:: Records supplied ::
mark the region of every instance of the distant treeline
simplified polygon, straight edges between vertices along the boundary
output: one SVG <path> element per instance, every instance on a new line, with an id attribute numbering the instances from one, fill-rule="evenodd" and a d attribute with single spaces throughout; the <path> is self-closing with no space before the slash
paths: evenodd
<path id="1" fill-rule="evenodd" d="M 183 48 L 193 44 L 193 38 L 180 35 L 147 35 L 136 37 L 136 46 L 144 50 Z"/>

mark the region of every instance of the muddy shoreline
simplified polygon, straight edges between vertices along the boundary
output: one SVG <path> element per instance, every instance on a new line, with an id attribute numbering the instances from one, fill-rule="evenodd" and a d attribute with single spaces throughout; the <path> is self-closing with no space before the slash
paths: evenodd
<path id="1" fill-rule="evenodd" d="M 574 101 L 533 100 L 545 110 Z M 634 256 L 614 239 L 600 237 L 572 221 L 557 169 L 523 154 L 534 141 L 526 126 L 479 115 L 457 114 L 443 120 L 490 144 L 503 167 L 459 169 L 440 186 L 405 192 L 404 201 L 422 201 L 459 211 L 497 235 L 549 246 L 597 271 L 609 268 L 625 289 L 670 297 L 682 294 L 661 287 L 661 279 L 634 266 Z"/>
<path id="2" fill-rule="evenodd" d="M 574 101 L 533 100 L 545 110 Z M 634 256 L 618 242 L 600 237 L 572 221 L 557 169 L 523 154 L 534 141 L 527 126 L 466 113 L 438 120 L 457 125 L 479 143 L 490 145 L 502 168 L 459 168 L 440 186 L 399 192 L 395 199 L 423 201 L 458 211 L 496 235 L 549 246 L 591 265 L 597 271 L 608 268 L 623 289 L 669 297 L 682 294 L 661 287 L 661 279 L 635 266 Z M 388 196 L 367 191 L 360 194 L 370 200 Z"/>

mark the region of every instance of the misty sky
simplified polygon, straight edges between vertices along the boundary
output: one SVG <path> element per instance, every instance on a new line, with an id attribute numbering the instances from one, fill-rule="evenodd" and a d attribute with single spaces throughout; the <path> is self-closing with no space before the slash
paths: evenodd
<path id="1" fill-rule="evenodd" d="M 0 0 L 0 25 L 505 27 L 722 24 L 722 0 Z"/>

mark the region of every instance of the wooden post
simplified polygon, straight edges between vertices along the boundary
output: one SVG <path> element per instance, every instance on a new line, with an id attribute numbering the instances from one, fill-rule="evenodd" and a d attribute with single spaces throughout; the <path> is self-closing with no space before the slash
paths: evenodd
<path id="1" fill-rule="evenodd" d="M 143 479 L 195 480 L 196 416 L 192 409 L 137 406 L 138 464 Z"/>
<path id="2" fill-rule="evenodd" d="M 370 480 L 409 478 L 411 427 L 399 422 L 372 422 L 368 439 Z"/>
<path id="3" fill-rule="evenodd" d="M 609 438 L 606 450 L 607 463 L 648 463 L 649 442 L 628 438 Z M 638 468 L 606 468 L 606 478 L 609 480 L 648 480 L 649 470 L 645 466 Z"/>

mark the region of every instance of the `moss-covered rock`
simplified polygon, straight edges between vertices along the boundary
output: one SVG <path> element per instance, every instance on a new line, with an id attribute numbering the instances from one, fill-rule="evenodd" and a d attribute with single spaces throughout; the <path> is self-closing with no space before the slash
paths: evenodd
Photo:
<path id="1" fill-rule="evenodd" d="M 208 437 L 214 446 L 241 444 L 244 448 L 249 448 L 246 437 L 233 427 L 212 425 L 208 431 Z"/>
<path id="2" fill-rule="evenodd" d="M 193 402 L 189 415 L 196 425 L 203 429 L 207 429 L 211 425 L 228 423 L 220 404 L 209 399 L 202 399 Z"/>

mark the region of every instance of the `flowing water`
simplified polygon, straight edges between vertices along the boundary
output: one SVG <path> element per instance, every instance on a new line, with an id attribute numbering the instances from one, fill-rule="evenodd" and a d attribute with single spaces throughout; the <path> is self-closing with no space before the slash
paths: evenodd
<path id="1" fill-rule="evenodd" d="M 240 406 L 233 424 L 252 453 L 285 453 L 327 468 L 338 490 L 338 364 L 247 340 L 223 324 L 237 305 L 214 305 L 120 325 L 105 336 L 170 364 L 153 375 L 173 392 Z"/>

:: The problem ::
Rewrite the lines above as a JSON array of strings, with one string for each line and blank lines omitted.

:: Exercise answer ::
[
  "mark the region of every instance of the distant treeline",
  "simplified polygon, straight edges between vertices along the boundary",
  "output: one SVG <path> element per instance, every instance on a new line, with an id attribute numbering the instances from one, fill-rule=\"evenodd\" and a d attribute with single spaces throughout; the <path> is self-closing with no space before the slash",
  "paths: evenodd",
  "<path id=\"1\" fill-rule=\"evenodd\" d=\"M 183 48 L 193 44 L 193 38 L 180 35 L 147 35 L 136 37 L 136 46 L 144 50 Z\"/>",
  "mark the region of every instance of the muddy shoreline",
  "simplified polygon, straight edges between vertices along the boundary",
  "output: one SVG <path> element per instance, every instance on a new line, with an id attribute numbering the instances from one, fill-rule=\"evenodd\" and a d attribute with single spaces throughout; the <path> is self-closing with no space before the slash",
  "paths: evenodd",
  "<path id=\"1\" fill-rule=\"evenodd\" d=\"M 574 101 L 533 100 L 545 110 Z M 634 256 L 614 239 L 600 237 L 572 221 L 557 169 L 523 154 L 534 141 L 526 126 L 479 115 L 457 114 L 443 120 L 490 144 L 503 167 L 459 169 L 440 186 L 405 192 L 404 201 L 422 201 L 459 211 L 497 235 L 549 246 L 597 271 L 609 268 L 625 289 L 670 297 L 682 294 L 661 287 L 661 279 L 634 266 Z\"/>",
  "<path id=\"2\" fill-rule=\"evenodd\" d=\"M 574 101 L 533 100 L 545 110 Z M 634 256 L 618 242 L 600 237 L 572 221 L 557 169 L 523 154 L 534 141 L 527 126 L 466 113 L 438 120 L 457 125 L 479 143 L 490 145 L 502 168 L 459 168 L 440 186 L 399 192 L 395 199 L 423 201 L 458 211 L 496 235 L 549 246 L 591 265 L 597 271 L 608 268 L 623 289 L 669 297 L 682 294 L 661 287 L 661 279 L 635 266 Z M 388 196 L 367 191 L 360 194 L 370 200 Z\"/>",
  "mark the region of every instance of the misty sky",
  "simplified polygon, straight edges between vertices along the boundary",
  "output: one SVG <path> element per instance, every instance on a new line, with an id attribute numbering the instances from one, fill-rule=\"evenodd\" and a d attribute with single spaces throughout; the <path> is self-closing with no space before the slash",
  "paths: evenodd",
  "<path id=\"1\" fill-rule=\"evenodd\" d=\"M 0 0 L 0 25 L 505 27 L 722 24 L 722 0 Z\"/>",
  "mark the region of every instance of the wooden post",
  "simplified polygon, straight edges between vertices along the boundary",
  "output: one SVG <path> element per instance, every instance on a new line, with an id attribute numbering the instances from one, fill-rule=\"evenodd\" and a d attribute with single spaces throughout; the <path> is self-closing with no space before the slash",
  "paths: evenodd",
  "<path id=\"1\" fill-rule=\"evenodd\" d=\"M 143 479 L 195 480 L 196 416 L 192 409 L 137 406 L 138 464 Z\"/>",
  "<path id=\"2\" fill-rule=\"evenodd\" d=\"M 370 480 L 409 478 L 411 427 L 399 422 L 372 422 L 368 439 Z\"/>",
  "<path id=\"3\" fill-rule=\"evenodd\" d=\"M 609 438 L 606 450 L 607 463 L 648 463 L 649 442 L 628 438 Z M 638 468 L 606 468 L 606 478 L 609 480 L 648 480 L 649 470 L 645 466 Z\"/>",
  "mark the region of every instance of the `moss-covered rock`",
  "simplified polygon, straight edges between vertices along the boundary",
  "output: one SVG <path> element per instance, every instance on a new line, with an id attribute numbering the instances from one, fill-rule=\"evenodd\" and a d attribute with single spaces throughout; the <path> is self-closing with no space before the slash",
  "paths: evenodd",
  "Photo:",
  "<path id=\"1\" fill-rule=\"evenodd\" d=\"M 208 437 L 214 446 L 241 444 L 244 448 L 249 448 L 246 437 L 233 427 L 212 425 L 208 431 Z\"/>",
  "<path id=\"2\" fill-rule=\"evenodd\" d=\"M 193 402 L 189 415 L 196 425 L 203 429 L 207 429 L 211 425 L 228 423 L 220 404 L 209 399 L 202 399 Z\"/>",
  "mark the region of every instance of the `flowing water`",
  "simplified polygon, straight edges between vertices along the boundary",
  "output: one SVG <path> element per instance, every instance on a new line, with an id attribute numbering the instances from one, fill-rule=\"evenodd\" and a d attribute with single spaces throughout; the <path> is self-closing with no space before the slash",
  "paths: evenodd",
  "<path id=\"1\" fill-rule=\"evenodd\" d=\"M 240 406 L 233 424 L 252 453 L 285 453 L 327 468 L 338 490 L 338 364 L 247 340 L 223 324 L 237 305 L 214 305 L 120 325 L 105 336 L 170 364 L 153 375 L 173 392 Z\"/>"
]